-- START Source extract --
Deokinandan And Another v. Brijnandan And Others

Deokinandan And Another v. Brijnandan And Others

(High Court Of Judicature At Patna)

| 09-08-1923

Das, J.This appeal arises one of a suit instituted by the appellants for the following reliefs:

1. For a declaration that the Pujari of Dariapore Tbakurbari has no right to interfere with the management of the endowed properties and that he is concerned with the Pujapat only of the idols.

2. For a declaration that on account of misconduct, defendant No. 1, Brijnandan Jha is not a fit person to hold the office of Pujari of the Diriapore Thakurbari and that he was dismissed from the said office by the plaintiffs.

3. By an order of permanent injunction defendant No. 1 be restrained for ever from exercising his rights of a Pujari in the Tbakurbari of Dariapore and from interfering with plaintiffs possession and management of Mouza Bjrmi Bishunpur.
-- END Source extract --
-- START Data entries --
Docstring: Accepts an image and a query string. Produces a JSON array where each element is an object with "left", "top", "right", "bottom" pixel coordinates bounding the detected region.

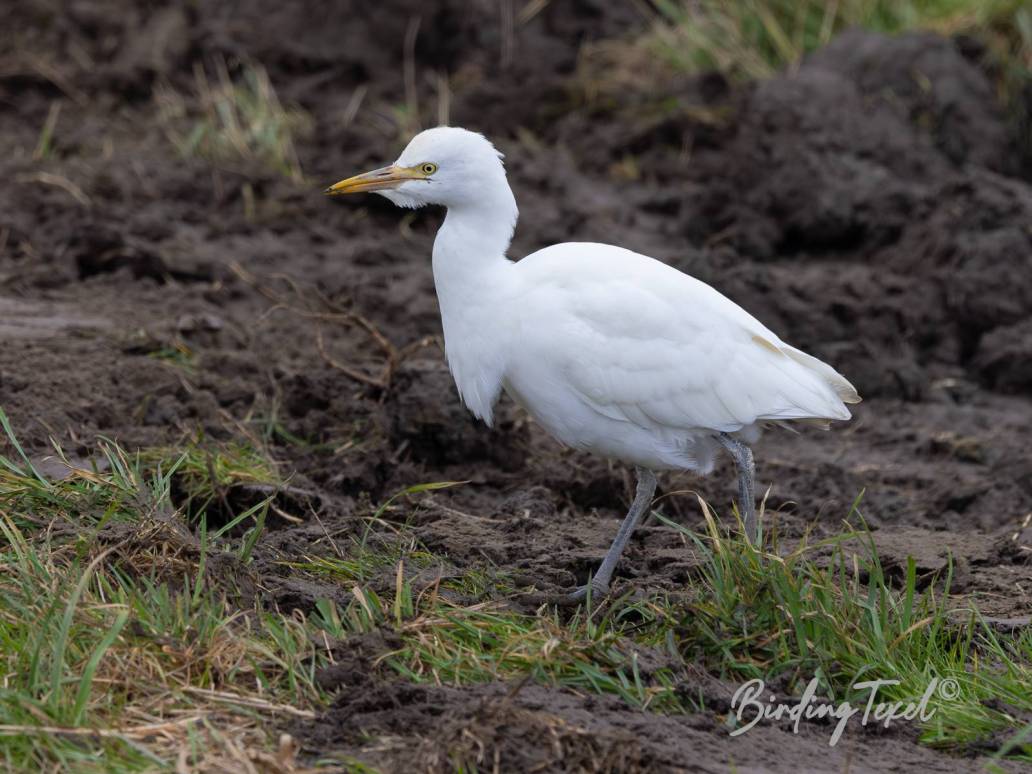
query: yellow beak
[{"left": 323, "top": 165, "right": 426, "bottom": 196}]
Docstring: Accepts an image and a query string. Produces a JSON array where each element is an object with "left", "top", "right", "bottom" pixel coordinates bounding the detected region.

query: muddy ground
[{"left": 0, "top": 0, "right": 1032, "bottom": 771}]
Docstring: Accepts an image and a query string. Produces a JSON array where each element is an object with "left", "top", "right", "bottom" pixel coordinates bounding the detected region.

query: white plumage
[{"left": 327, "top": 127, "right": 860, "bottom": 599}]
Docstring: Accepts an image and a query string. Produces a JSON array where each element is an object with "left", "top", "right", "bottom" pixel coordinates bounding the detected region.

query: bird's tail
[{"left": 780, "top": 344, "right": 863, "bottom": 404}]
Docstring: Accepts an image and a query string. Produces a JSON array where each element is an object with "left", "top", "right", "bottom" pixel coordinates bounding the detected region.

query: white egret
[{"left": 326, "top": 127, "right": 860, "bottom": 600}]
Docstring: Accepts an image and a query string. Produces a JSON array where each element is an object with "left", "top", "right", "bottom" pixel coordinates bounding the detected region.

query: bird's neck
[
  {"left": 433, "top": 183, "right": 518, "bottom": 311},
  {"left": 433, "top": 183, "right": 517, "bottom": 424}
]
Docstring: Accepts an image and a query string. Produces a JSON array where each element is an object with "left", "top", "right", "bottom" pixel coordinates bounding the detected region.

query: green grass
[
  {"left": 578, "top": 0, "right": 1032, "bottom": 158},
  {"left": 288, "top": 497, "right": 1032, "bottom": 761},
  {"left": 0, "top": 412, "right": 1032, "bottom": 771},
  {"left": 646, "top": 0, "right": 1032, "bottom": 78},
  {"left": 668, "top": 505, "right": 1032, "bottom": 761},
  {"left": 0, "top": 412, "right": 326, "bottom": 771},
  {"left": 156, "top": 61, "right": 312, "bottom": 181}
]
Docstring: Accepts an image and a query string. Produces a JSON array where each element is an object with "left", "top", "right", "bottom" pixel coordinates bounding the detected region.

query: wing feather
[{"left": 517, "top": 243, "right": 859, "bottom": 431}]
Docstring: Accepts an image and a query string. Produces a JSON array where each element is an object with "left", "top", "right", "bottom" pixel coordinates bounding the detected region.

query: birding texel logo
[{"left": 728, "top": 677, "right": 960, "bottom": 747}]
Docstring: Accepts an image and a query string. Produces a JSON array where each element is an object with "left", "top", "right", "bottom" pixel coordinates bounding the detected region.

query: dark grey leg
[
  {"left": 717, "top": 432, "right": 760, "bottom": 543},
  {"left": 567, "top": 467, "right": 655, "bottom": 602}
]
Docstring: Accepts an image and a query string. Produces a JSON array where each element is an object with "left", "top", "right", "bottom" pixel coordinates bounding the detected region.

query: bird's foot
[{"left": 563, "top": 578, "right": 609, "bottom": 605}]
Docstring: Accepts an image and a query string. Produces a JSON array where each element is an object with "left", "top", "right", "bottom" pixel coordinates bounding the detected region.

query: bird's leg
[
  {"left": 717, "top": 432, "right": 760, "bottom": 544},
  {"left": 567, "top": 467, "right": 655, "bottom": 602}
]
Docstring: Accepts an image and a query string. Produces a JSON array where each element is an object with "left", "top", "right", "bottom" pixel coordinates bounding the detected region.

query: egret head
[{"left": 326, "top": 126, "right": 512, "bottom": 207}]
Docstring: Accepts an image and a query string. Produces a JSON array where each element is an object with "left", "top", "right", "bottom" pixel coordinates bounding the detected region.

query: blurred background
[{"left": 0, "top": 0, "right": 1032, "bottom": 772}]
-- END Data entries --
[Task instructions]
A. Retype the Patna High Court judgment word for word, starting at "1. For a declaration" and going up to and including "of the idols.".
B. Extend the Patna High Court judgment, picking up right after its last sentence shown.

[Task responses]
A.
1. For a declaration that the Pujari of Dariapore Tbakurbari has no right to interfere with the management of the endowed properties and that he is concerned with the Pujapat only of the idols.

B.
4. For a declaration that in respect of Thakurjis share in Mouza Bermi Bishunpore the plaintiffs Nos. 1 and 2 and their lineal heirs alone have got the whole and sole right of actual management and that the heirs of Babu Jadubansi Lal and the heirs of Babu Gurbux Lal have got no concern with it, under the family arrangement. The Courts below have concurrently come to the conclusion that the endowment being a public endowment the suit was not maintainable as the formalities of Section 92 have not been complied with.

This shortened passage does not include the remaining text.